BEGIN SUPPLIED ENTRIES
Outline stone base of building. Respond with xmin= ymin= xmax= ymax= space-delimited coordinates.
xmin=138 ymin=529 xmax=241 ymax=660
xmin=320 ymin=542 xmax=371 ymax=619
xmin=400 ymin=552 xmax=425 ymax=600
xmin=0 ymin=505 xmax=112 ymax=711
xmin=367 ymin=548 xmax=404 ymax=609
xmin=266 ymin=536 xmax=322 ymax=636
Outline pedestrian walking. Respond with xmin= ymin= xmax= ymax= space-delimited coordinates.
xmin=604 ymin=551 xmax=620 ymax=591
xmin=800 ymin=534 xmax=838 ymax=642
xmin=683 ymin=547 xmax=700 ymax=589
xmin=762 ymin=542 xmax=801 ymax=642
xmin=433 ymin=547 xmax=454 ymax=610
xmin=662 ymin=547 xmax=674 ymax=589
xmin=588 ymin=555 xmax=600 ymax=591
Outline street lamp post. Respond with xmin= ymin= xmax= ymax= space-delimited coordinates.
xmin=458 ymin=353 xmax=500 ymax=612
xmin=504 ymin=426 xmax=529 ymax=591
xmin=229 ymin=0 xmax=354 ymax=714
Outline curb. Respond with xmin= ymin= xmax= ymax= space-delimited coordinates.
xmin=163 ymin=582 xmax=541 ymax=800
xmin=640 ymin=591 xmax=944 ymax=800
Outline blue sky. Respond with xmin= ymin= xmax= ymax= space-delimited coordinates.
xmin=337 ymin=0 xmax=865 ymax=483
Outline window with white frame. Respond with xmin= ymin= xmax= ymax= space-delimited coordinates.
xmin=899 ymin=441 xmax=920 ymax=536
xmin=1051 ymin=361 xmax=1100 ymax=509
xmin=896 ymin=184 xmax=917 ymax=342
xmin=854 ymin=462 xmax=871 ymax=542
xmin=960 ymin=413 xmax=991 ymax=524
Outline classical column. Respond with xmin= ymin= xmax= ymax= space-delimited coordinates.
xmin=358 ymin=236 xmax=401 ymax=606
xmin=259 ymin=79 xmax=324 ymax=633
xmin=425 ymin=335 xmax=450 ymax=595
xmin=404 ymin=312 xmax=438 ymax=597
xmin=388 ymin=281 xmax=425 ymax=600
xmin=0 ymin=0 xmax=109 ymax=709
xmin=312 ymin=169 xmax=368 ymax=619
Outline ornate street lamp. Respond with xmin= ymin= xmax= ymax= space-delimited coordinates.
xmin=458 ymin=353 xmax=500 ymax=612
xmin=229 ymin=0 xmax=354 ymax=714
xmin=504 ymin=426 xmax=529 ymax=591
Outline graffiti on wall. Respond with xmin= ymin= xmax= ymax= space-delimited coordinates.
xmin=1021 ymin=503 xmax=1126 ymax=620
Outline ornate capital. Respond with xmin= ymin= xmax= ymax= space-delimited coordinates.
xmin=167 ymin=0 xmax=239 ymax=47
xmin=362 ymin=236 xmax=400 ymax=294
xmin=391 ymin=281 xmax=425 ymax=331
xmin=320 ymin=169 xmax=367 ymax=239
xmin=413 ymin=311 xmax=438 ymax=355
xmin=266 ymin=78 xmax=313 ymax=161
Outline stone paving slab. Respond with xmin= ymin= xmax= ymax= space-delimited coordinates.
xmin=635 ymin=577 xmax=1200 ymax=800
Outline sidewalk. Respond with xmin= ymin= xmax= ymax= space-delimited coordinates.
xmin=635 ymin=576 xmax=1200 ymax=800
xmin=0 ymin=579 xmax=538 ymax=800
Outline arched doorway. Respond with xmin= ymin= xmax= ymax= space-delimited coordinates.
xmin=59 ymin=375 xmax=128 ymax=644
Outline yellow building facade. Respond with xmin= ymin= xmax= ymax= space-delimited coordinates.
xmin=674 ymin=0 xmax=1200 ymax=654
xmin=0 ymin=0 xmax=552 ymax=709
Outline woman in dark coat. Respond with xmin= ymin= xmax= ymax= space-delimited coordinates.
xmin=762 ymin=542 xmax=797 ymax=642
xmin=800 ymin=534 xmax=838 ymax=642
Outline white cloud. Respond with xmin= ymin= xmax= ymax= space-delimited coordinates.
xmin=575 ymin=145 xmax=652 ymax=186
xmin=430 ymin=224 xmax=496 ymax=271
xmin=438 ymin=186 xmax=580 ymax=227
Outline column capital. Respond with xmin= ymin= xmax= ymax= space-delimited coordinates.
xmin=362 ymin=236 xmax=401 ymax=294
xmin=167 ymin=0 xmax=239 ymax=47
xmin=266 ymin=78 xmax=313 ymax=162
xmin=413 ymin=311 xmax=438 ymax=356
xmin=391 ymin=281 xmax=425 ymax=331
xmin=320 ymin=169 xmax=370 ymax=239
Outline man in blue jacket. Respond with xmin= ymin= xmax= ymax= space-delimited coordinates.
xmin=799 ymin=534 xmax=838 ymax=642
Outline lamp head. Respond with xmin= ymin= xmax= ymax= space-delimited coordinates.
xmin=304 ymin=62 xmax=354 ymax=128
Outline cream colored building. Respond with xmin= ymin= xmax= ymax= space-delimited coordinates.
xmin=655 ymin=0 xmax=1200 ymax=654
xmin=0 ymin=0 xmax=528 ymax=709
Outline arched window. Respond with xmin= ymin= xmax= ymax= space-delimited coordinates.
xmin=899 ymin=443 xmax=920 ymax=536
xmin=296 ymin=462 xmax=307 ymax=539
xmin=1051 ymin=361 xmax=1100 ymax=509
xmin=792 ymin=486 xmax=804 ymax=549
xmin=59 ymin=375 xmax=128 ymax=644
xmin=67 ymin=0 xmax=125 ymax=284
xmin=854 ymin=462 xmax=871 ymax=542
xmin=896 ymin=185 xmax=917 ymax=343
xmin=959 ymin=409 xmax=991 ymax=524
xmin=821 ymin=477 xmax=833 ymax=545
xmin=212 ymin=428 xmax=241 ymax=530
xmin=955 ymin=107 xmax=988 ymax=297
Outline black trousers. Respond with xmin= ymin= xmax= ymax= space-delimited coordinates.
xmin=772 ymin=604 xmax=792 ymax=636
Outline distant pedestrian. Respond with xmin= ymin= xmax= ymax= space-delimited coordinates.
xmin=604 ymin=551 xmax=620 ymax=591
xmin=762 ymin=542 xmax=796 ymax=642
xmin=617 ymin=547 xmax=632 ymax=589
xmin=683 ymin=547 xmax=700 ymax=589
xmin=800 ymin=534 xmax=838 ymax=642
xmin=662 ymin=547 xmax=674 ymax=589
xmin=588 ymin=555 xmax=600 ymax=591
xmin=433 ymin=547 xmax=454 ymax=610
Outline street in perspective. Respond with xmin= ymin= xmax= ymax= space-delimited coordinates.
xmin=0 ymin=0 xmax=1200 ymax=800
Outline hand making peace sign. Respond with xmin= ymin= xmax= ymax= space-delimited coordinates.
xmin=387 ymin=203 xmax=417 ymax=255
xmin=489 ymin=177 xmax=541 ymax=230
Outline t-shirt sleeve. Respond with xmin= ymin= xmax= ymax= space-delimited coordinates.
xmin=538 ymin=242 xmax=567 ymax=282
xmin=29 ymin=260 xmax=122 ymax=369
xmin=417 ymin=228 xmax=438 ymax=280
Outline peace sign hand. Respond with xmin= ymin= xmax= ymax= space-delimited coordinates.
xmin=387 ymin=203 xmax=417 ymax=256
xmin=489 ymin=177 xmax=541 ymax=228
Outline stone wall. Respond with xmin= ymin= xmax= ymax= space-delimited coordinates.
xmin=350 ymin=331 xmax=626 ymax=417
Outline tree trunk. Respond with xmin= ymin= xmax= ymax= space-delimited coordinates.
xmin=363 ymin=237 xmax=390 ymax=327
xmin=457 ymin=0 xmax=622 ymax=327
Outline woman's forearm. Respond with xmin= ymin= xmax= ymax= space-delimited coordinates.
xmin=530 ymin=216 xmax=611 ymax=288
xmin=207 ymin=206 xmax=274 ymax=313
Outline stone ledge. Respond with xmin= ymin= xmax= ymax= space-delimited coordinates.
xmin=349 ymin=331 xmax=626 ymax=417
END SUPPLIED ENTRIES
Return the lines from the one containing "Outline stone ledge." through the end of the records, inclusive, reproducing them exactly.

(OUTPUT OF THE EXERCISE):
Outline stone ledge. Respond with xmin= ymin= xmax= ymax= space-delimited coordinates.
xmin=349 ymin=331 xmax=626 ymax=417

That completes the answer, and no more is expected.